Physicians can use the guidelines to inform their opioid prescribing policies, but the CDC’s paper also provides an additional tool for case managers when they wish to educate patients about opioid use risks.
“Case managers can educate patients about the statistics and death rates from accidental overdoses of these prescription medications and the dangers of being on them daily for a very long period of time,” Fraser says.
In workers’ compensation cases, case managers should consider statistics showing that injured employees who start taking short-term prescription opioids have three times the claim costs — from $13,000 to $39,000 — as workers who are prescribed over-the-counter pain medications, Fraser says.
“Yet when that same employee is prescribed a long-acting opioid, the claim costs explode to $117,000,” Fraser adds.
Case managers also should consider quality-of-life issues faced by patients who use opioids for chronic pain, Fraser says.
“We are patient advocates, and you are not a patient advocate if you don’t address this issue,” Fraser says.
For example, case managers can educate patients about pain therapies that do not involve opioids.
“We can be experts and resources for our patients about other pain therapies that might be appropriate or prescribed when the physician is moving away from opioids,” Bankston says. “We need to be aware of pain therapy, physical therapy, counseling, and other medication therapies other than opioids.”
The CDC’s guidelines highlight the importance of medication reconciliation. “Medication reconciliation is something we do every time we encounter a patient, whether in the home, community, or acute care setting at the hospital,” Bankston says. “We want to make sure we have a clear picture of what kind of medication the patient has, which prescribers are involved, and reconciling these before we transition the patient to another setting.”

_Collection entries:_

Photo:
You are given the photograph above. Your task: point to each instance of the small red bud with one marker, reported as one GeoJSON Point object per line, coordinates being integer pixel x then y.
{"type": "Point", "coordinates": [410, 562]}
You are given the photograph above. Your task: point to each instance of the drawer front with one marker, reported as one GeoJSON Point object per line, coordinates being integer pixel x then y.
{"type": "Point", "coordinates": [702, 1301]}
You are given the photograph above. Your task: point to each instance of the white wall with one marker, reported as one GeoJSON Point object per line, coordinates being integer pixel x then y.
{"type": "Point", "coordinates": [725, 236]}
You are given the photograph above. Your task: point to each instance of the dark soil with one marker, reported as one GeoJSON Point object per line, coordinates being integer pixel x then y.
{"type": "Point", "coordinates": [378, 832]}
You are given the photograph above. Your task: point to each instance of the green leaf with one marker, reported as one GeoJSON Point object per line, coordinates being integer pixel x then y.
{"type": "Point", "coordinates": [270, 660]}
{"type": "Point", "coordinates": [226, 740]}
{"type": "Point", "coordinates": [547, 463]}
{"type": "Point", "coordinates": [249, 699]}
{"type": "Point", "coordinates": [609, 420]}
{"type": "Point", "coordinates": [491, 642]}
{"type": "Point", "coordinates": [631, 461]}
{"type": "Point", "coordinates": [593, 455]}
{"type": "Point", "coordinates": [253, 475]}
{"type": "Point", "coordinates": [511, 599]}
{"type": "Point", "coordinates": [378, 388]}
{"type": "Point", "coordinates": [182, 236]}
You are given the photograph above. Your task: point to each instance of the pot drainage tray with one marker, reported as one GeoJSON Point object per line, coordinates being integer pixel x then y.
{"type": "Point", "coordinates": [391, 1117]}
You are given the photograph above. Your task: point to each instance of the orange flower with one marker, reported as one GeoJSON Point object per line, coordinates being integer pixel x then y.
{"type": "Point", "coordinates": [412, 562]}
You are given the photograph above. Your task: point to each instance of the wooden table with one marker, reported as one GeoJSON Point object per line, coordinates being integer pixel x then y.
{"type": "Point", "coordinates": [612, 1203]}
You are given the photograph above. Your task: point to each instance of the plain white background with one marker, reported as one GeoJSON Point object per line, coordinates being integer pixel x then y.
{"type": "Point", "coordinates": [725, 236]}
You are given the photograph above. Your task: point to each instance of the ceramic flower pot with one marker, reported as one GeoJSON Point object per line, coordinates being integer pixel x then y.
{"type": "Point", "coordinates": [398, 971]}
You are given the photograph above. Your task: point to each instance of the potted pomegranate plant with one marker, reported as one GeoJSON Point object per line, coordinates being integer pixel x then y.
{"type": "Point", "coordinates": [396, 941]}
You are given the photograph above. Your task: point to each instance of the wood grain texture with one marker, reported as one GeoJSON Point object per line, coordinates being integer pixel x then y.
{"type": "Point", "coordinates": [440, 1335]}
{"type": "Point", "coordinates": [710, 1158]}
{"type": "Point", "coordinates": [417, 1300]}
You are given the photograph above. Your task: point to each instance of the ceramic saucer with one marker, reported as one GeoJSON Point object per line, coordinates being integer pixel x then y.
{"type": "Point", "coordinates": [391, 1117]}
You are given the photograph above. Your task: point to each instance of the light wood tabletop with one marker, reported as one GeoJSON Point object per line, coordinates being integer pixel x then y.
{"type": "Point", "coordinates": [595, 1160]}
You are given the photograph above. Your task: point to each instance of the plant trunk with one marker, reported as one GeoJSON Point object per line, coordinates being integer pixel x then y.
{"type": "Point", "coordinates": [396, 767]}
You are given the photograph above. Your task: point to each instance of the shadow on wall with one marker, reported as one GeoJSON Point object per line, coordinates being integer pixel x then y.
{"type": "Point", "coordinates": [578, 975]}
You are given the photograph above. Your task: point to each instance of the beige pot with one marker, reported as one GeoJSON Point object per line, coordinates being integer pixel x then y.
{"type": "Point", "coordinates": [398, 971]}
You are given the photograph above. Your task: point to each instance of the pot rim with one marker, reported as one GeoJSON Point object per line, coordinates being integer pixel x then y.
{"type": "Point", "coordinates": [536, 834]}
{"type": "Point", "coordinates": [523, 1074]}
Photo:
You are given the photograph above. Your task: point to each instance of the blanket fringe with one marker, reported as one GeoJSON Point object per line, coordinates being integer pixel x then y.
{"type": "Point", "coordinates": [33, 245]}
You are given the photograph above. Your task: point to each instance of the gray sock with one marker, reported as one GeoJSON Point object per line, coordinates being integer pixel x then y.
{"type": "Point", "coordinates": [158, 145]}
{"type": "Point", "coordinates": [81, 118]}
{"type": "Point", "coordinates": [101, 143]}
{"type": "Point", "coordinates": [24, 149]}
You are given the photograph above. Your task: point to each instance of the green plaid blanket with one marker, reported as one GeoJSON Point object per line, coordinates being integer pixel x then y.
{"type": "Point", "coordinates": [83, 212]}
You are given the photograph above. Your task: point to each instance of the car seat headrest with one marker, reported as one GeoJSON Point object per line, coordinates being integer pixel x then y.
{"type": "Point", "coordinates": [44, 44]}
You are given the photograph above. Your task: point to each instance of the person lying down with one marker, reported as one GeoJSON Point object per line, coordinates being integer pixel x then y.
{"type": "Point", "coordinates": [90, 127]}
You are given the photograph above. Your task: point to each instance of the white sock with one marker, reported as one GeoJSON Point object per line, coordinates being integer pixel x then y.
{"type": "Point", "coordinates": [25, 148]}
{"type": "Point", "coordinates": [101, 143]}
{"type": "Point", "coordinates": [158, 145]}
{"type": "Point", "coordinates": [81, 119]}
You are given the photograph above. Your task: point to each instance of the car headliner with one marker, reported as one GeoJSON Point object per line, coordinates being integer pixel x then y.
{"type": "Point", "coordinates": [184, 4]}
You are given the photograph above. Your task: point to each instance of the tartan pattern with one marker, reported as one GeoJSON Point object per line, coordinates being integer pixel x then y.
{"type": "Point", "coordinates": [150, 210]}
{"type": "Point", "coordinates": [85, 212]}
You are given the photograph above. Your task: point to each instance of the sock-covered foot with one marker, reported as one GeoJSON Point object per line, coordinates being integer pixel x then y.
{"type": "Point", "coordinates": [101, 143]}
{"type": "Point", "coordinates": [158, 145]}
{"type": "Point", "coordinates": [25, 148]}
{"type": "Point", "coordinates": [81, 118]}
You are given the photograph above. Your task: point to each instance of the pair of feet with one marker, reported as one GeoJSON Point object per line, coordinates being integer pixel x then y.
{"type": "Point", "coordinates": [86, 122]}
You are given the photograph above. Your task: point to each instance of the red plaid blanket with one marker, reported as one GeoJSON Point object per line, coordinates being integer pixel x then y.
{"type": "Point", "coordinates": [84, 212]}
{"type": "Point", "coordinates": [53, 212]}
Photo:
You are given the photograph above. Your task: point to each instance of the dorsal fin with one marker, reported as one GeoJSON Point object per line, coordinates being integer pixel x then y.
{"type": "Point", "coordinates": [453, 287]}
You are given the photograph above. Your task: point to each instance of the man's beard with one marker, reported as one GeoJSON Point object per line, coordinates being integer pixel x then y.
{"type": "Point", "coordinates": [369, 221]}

_WHAT THIS TASK INVOLVES:_
Continue the article on case managers and the CDC's opioid guidelines from the end of its last paragraph.

_ANSWER FOR THIS EXERCISE:_
One way providers can make certain patients are not abusing opioids through using different prescribers and pharmacies is to access state prescription drug monitoring program (PDMP) data, Bankston says.
A PDMP is a statewide electronic database that can be used to identify and prevent drug abuse and diversion.
“A lot of times, what we run into is there are multiple prescribers,” Bankston explains. “A patient might use multiple pharmacies, and this could lead to a lot of problems with miscommunication and overprescribing.”
Using the PDMP is a way providers and institutions can gain a clearer picture of what’s going on with a patient’s opioid use, she adds.
Case managers also can assist with monitoring patients who are prescribed opioids to make sure they are benefiting from the drug, including having improved pain and function, Bankston says.
“At the same time, case managers need to be prepared and make sure they understand the guidelines, recognize problems, and focus on medication reconciliation,” Bankston says.
As physicians begin to change opioid prescribing habits in response to the CDC guidelines and media attention on the issue of prescription opioid abuse and overdoses, case managers have another helpful role to play: “We understand the community resources available to the patient,” Bankston says.
“So we need to make sure when we’re looking at those resources that we’re considering those that might be able to meet the needs of the patient, whether that’s a substance abuse program or a mental health provider or a pain management clinic,” she explains. “We need to have easy availability and connectivity to those providers so we can give patients choices and so that we know in advance which providers can meet those patients’ needs.”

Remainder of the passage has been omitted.